**Task**
The entries need to be copied exactly.

^^^^^^^^^^^^^^^^

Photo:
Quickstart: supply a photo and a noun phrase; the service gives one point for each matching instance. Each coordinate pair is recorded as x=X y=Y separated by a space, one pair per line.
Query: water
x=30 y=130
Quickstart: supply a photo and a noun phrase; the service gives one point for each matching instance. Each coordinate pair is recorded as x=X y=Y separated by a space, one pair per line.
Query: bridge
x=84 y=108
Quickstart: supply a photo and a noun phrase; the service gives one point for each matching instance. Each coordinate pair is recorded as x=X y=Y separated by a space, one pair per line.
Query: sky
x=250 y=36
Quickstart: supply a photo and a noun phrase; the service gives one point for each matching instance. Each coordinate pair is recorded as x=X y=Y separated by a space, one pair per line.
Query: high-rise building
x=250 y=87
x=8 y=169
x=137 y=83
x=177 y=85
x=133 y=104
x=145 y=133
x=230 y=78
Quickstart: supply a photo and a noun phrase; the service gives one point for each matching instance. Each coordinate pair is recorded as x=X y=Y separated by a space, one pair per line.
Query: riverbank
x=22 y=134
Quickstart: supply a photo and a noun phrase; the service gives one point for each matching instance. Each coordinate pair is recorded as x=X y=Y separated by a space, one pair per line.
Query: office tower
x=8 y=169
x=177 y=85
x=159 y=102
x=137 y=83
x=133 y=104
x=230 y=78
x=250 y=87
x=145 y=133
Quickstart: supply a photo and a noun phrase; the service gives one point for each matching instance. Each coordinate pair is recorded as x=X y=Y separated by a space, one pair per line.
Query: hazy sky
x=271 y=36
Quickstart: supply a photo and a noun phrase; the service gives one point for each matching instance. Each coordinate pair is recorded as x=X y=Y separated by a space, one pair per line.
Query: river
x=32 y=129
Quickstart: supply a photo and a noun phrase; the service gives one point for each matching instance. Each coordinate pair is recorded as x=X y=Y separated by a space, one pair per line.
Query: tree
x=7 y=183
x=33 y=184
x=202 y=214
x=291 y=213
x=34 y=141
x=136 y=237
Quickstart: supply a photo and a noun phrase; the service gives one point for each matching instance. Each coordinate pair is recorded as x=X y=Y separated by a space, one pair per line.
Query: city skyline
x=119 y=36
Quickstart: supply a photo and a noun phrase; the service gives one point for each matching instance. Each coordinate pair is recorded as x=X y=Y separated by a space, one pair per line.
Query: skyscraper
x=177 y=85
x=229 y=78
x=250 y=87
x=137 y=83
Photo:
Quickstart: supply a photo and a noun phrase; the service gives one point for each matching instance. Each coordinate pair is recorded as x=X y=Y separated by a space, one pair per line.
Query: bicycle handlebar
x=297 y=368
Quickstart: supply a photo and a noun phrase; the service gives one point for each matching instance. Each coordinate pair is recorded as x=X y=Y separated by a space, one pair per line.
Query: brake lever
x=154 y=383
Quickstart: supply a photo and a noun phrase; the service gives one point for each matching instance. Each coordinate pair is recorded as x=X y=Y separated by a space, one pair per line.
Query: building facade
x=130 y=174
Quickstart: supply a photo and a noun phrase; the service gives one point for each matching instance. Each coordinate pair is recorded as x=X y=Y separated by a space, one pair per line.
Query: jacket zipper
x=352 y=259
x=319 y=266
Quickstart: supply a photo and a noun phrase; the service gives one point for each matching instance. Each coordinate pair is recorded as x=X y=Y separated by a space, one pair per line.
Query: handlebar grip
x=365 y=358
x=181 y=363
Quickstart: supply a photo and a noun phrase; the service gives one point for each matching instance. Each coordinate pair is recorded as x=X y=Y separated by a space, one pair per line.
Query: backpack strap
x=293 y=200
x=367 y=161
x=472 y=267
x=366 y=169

^^^^^^^^^^^^^^^^

**Task response**
Photo:
Quickstart: supply a photo and a noun phrase; the service gives one point for each matching instance. Each coordinate pair is recorded as x=X y=Y separated by a space, one pair per line.
Query: water
x=30 y=130
Quickstart: supply a photo and a noun phrase; the service gives one point for each matching instance. Each coordinate pair is recorded as x=X y=Y separated by a space, one pair per line.
Query: bridge
x=84 y=108
Quickstart: supply a photo and a noun phrase; the service gives one point for each matching instance. Each coordinate pair is recorded as x=X y=Y separated by a space, one pair per line.
Query: sky
x=250 y=36
Quickstart: supply a photo and a noun phrase; the service gives one point for each matching instance. Each coordinate pair is recorded as x=X y=Y separated by a space, one pair per line.
Query: high-rise building
x=250 y=87
x=8 y=169
x=137 y=83
x=177 y=85
x=133 y=104
x=145 y=133
x=230 y=78
Quickstart: supply a photo and a noun phrase; the service gives one point for each matching instance. Each coordinate pair is recorded as x=X y=Y separated by a space, one pair per line.
Query: riverbank
x=22 y=134
Quickstart: supply a photo and a noun phrase; the service gives one point for each matching instance. Each coordinate pair is recorded as x=X y=Y separated by a space, one pair per line.
Query: office tower
x=8 y=169
x=177 y=85
x=159 y=102
x=137 y=83
x=133 y=104
x=230 y=78
x=250 y=87
x=145 y=133
Quickstart: supply a photo and a noun phrase; the service gives one point for each matching instance. Each coordinate pair is recorded as x=X y=Y separated by a space, one pair per line.
Query: hazy sky
x=271 y=36
Quickstart: supply a photo and a noun phrase; the service gives one point for each matching instance. Each coordinate pair is recorded as x=X y=Y separated by a space, one pair per line.
Query: river
x=32 y=129
Quickstart: supply a photo and a noun phrase; the service gives one point for each matching instance. Each coordinate pair is recorded as x=X y=Y separated by a space, one pair per line.
Query: tree
x=7 y=183
x=33 y=184
x=202 y=214
x=291 y=213
x=34 y=141
x=136 y=237
Quickstart: supply a photo and a noun phrase; the service gives one point for each matching instance. Each coordinate pair is recorded as x=X y=Y separated by a space, one pair per line.
Query: city skyline
x=119 y=36
Quickstart: supply a photo and a noun phrase; the service gives one point for each matching instance. Each coordinate pair is recorded as x=X y=Y separated by a space, one pair per line.
Query: skyscraper
x=177 y=85
x=229 y=78
x=250 y=87
x=137 y=83
Photo:
Quickstart: supply a photo and a noun phrase; the service gives one point for each matching instance. Each coordinate pair is recorded as x=X y=Y separated by a space, one pair per line.
Query: bicycle handlebar
x=297 y=368
Quickstart: supply a photo and a noun phrase; the service gives one point for each matching instance. Each coordinate pair is recorded as x=X y=Y separated by a space, one pair per line.
Query: brake lever
x=154 y=383
Quickstart: supply a photo and a noun phrase; the service gives one point for each matching instance. Each coordinate pair is recorded as x=X y=Y separated by a space, one pair per line.
Query: building facade
x=130 y=174
Quickstart: supply a photo and a noun phrase; the service gives one point for each matching instance. Each coordinate pair is recorded as x=X y=Y separated by a space, one pair per line.
Query: jacket zipper
x=352 y=259
x=319 y=266
Quickstart: supply a photo and a noun phrase; the service gives one point for each matching instance. Each coordinate pair is recorded as x=X y=Y separated by a space, one pair per line.
Query: handlebar grip
x=365 y=358
x=181 y=363
Quickstart: supply a photo and a noun phrase; the service gives one point for each matching instance. Each coordinate pair is recorded as x=X y=Y separated by a space, one pair per line.
Query: backpack strap
x=293 y=200
x=367 y=161
x=472 y=267
x=366 y=169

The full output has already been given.